• How to complete this task:
Show all lines from the material that carry the word "figure".

• Data to examine:
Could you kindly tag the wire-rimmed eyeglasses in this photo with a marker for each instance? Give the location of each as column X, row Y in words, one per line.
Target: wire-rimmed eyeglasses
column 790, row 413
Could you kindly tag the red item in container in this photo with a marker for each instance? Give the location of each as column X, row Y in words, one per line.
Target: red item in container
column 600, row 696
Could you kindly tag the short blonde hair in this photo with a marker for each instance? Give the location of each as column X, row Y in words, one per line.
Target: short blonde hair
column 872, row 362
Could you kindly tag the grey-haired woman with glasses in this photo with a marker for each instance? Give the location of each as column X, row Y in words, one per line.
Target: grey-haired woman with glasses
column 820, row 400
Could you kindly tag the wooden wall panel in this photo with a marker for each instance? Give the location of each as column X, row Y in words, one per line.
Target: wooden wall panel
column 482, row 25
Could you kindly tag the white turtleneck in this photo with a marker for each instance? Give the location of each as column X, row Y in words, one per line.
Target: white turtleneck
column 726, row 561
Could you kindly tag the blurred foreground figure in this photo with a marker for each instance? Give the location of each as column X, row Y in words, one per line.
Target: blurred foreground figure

• Answer for this exercise:
Could you kindly tag the blurred foreground figure in this photo with a marker for each instance? Give the location of each as column X, row Y in words, one per line.
Target: blurred foreground figure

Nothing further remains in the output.